**AIM:** Recast every line of the items below as a Markdown table, leaving out blank lines, with a "Row" column numbering the lines in order and an "Item line" column holding each line.

● ● ● ● ● ● ●

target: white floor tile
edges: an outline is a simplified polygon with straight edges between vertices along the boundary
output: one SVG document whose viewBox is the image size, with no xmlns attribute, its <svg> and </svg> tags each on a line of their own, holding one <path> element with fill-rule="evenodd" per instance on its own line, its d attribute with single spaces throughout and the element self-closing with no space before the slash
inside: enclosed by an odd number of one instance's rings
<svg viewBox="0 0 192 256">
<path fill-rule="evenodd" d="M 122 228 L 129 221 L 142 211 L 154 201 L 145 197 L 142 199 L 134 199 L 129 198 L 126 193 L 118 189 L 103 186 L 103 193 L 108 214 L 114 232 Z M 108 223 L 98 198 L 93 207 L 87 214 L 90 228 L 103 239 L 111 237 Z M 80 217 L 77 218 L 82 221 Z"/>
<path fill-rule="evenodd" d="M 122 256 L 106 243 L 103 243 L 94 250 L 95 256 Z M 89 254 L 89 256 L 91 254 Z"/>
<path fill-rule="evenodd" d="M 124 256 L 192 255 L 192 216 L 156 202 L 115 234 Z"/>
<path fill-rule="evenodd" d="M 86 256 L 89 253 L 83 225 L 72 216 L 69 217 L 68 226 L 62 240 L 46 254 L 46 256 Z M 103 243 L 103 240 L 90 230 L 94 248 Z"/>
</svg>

● ● ● ● ● ● ●

**REPLY:**
| Row | Item line |
|---|---|
| 1 | target: white floor tile |
| 2 | edges: an outline is a simplified polygon with straight edges between vertices along the boundary |
| 3 | output: one SVG document whose viewBox is the image size, with no xmlns attribute, its <svg> and </svg> tags each on a line of their own, holding one <path> element with fill-rule="evenodd" per instance on its own line, its d attribute with single spaces throughout and the element self-closing with no space before the slash |
| 4 | inside: enclosed by an odd number of one instance's rings |
| 5 | <svg viewBox="0 0 192 256"> |
| 6 | <path fill-rule="evenodd" d="M 122 228 L 129 221 L 142 211 L 154 201 L 145 197 L 142 199 L 134 199 L 129 198 L 126 193 L 118 189 L 103 186 L 103 193 L 108 214 L 114 232 Z M 108 223 L 98 198 L 93 207 L 87 214 L 90 228 L 103 239 L 111 237 Z M 80 217 L 77 218 L 82 221 Z"/> |
| 7 | <path fill-rule="evenodd" d="M 122 256 L 106 243 L 103 243 L 94 250 L 95 256 Z M 89 254 L 89 256 L 91 254 Z"/> |
| 8 | <path fill-rule="evenodd" d="M 124 256 L 192 255 L 192 216 L 156 202 L 115 234 Z"/> |
| 9 | <path fill-rule="evenodd" d="M 86 256 L 89 253 L 83 225 L 72 216 L 69 217 L 68 226 L 62 240 L 46 254 L 46 256 Z M 103 243 L 103 240 L 90 230 L 94 248 Z"/> |
| 10 | </svg> |